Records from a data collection
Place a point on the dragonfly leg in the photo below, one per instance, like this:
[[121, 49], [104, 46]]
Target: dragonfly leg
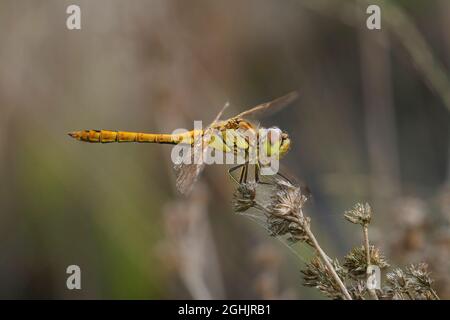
[[243, 178], [234, 169], [284, 177], [257, 175]]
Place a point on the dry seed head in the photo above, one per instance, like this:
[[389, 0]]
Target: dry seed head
[[356, 262], [318, 276], [286, 201], [360, 214]]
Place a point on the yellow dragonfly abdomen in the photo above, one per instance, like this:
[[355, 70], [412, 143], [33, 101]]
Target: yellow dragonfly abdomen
[[108, 136]]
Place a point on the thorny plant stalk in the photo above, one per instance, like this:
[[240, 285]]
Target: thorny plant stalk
[[285, 216], [372, 292], [326, 260]]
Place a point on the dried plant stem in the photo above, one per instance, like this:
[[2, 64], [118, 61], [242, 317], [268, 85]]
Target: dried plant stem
[[372, 292], [326, 260]]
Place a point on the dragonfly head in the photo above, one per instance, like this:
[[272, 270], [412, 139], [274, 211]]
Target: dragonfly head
[[285, 144]]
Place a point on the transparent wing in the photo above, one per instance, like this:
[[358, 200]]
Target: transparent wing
[[271, 106], [188, 171]]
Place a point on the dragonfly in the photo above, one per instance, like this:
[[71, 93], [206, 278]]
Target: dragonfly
[[213, 136]]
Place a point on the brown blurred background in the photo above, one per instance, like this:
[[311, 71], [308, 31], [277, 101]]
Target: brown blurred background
[[372, 124]]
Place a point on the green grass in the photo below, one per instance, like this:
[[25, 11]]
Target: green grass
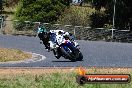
[[53, 80], [7, 54]]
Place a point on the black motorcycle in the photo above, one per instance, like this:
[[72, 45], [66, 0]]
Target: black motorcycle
[[68, 50]]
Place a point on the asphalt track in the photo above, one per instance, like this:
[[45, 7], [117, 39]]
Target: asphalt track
[[96, 53]]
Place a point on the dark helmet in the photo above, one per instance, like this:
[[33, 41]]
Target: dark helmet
[[59, 32]]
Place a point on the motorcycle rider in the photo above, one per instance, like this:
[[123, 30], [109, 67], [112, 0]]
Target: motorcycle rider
[[61, 36]]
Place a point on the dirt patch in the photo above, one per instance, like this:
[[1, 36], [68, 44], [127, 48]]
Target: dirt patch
[[13, 55]]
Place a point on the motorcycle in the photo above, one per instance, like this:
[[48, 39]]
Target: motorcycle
[[69, 50]]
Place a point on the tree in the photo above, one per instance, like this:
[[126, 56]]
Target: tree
[[40, 10], [123, 17]]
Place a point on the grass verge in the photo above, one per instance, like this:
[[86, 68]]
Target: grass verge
[[13, 55], [56, 79]]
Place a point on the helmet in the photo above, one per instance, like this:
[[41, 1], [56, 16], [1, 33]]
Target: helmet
[[60, 32]]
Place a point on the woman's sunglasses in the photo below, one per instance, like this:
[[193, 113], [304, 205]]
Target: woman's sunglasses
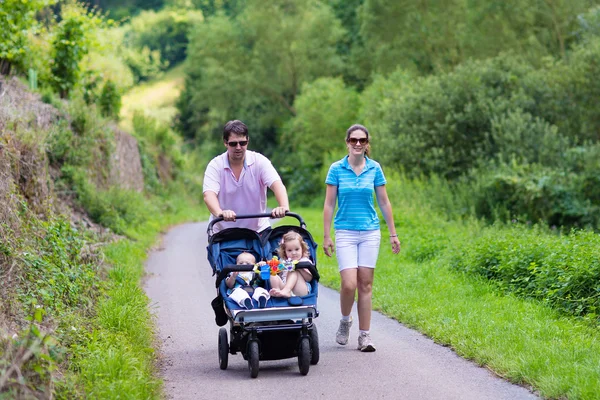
[[241, 143], [353, 141]]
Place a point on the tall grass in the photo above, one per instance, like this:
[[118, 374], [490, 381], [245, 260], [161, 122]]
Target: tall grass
[[522, 340], [119, 359]]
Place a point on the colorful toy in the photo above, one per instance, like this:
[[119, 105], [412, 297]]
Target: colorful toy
[[274, 266]]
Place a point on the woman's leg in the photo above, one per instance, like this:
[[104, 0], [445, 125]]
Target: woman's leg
[[365, 293], [348, 290]]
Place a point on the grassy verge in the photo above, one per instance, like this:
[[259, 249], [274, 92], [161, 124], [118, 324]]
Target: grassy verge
[[119, 359], [523, 341]]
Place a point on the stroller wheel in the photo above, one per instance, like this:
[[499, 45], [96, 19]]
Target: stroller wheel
[[253, 358], [223, 348], [314, 346], [304, 355]]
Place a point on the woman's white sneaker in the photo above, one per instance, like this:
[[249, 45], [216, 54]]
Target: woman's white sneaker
[[343, 332], [365, 343]]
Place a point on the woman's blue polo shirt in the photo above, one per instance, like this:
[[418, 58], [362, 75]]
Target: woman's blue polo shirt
[[356, 204]]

* TASK DIRECTIONS
Every record above should be transcribed exactly; the pictures stay out of the copy.

* WRITTEN ANSWER
Place a point on the dragonfly leg in the photo below, one per instance, like this:
[[121, 49], [104, 46]]
Target: dragonfly leg
[[243, 178], [234, 169], [284, 177], [257, 175]]
Place a point on the dry seed head in the photo above, one per instance, like this:
[[389, 0]]
Target: dry seed head
[[356, 262], [318, 276], [286, 201], [360, 214]]
Place a point on the yellow dragonfly abdomen in the photo above, one per instance, like this:
[[355, 70], [412, 143], [33, 101]]
Target: yellow dragonfly abdomen
[[108, 136]]
Place a point on the thorny plant stalk in the photo above, one per instance, like this:
[[240, 285]]
Target: thorny plant stalk
[[285, 216], [372, 292], [326, 260]]
Place a point on the dried plant stem in the photo above, one per instance, like this:
[[2, 64], [118, 61], [242, 317], [268, 85]]
Target: dried plant stem
[[372, 292], [326, 260]]
Place a point on the dragonfly head in the photo above, one per instance, like this:
[[272, 270], [412, 139], [274, 211]]
Target: dragonfly head
[[285, 144]]
Place a point on the transparent wing in the photo above, one per instance, like this:
[[358, 200]]
Target: transparent wing
[[271, 106], [188, 171]]
Place a point on the dragonfly in the photo above, one per instance, like this:
[[71, 93], [206, 278]]
Target: dragonfly
[[213, 136]]
Place a point on the brown blurred background in the photo above, one per instance, like this:
[[311, 71], [308, 31], [277, 101]]
Target: brown blurred background
[[372, 124]]
Place a point on the green grass in the photo below, one per instance, like this:
[[25, 11]]
Target: green grass
[[53, 80], [7, 54]]
Place a point on the black motorcycle in the photo above, one per instance, like this:
[[72, 45], [66, 0]]
Target: black motorcycle
[[68, 50]]
Place a point on the asphalt track in the photo above, one per instance, like this:
[[45, 7], [117, 39]]
Target: asphalt track
[[96, 53]]
Place a point on the dark helmet in the photo above, one per instance, like this:
[[33, 41]]
Target: dark helmet
[[59, 32]]
Place a point on the motorcycle rider in the photo above, one per instance, like this:
[[123, 30], [109, 67], [112, 0]]
Target: motorcycle rider
[[61, 36]]
Place a point on the dirt patch in the photo above, one per instance, like this:
[[1, 36], [68, 44], [127, 48]]
Target: dirt patch
[[13, 55]]
Place a point on the motorcycle in the photo above, one per instance, like this:
[[48, 39]]
Target: motorcycle
[[69, 50]]
Place a point on the tree in the photo above, one per instance, like this:
[[126, 56]]
Target: tree
[[40, 10], [123, 17]]
Place a point on the grass verge in the photo above, one per instance, like this:
[[86, 68]]
Target: grass verge
[[13, 55], [56, 79]]
Place a point on the helmet in the photo above, one per instance, like this:
[[41, 1], [56, 16], [1, 33]]
Target: helmet
[[60, 32]]
Place a point on the woman's sunglasses in the photo below, one per instance, like this:
[[193, 113], [304, 205]]
Target: woman's sunglasses
[[241, 143], [353, 141]]
Place a point on the tall grass in the photo above, one per instance, like this:
[[118, 374], [490, 381], [245, 260], [161, 122]]
Target: tall grass
[[522, 340], [119, 359]]
Place a point on the colorful toy in the photo above, one per instance, like this:
[[119, 105], [412, 297]]
Target: colorful toy
[[274, 266]]
Place a point on the woman's leg in the photo above, one per instance, like this:
[[104, 0], [445, 125]]
Target: woman's leg
[[365, 293], [348, 290]]
Place a point on the grassy verge in the photo above, one per instance, like this:
[[259, 249], [274, 92], [161, 124], [118, 324]]
Target: grassy verge
[[119, 359], [523, 341]]
Place a point on the stroller wheel in the photo above, one per instance, like this:
[[499, 45], [96, 19]]
Target: stroller wheel
[[253, 358], [223, 348], [314, 346], [304, 355]]
Place a point on the woman's white sneaker in the photo above, one per instance, like this:
[[249, 45], [216, 54]]
Target: woman's white sneaker
[[343, 332], [365, 343]]
Place a point on the woman's blue polo shirt in the photo above, one per instance, like this:
[[418, 58], [362, 75]]
Target: woman's blue polo shirt
[[356, 204]]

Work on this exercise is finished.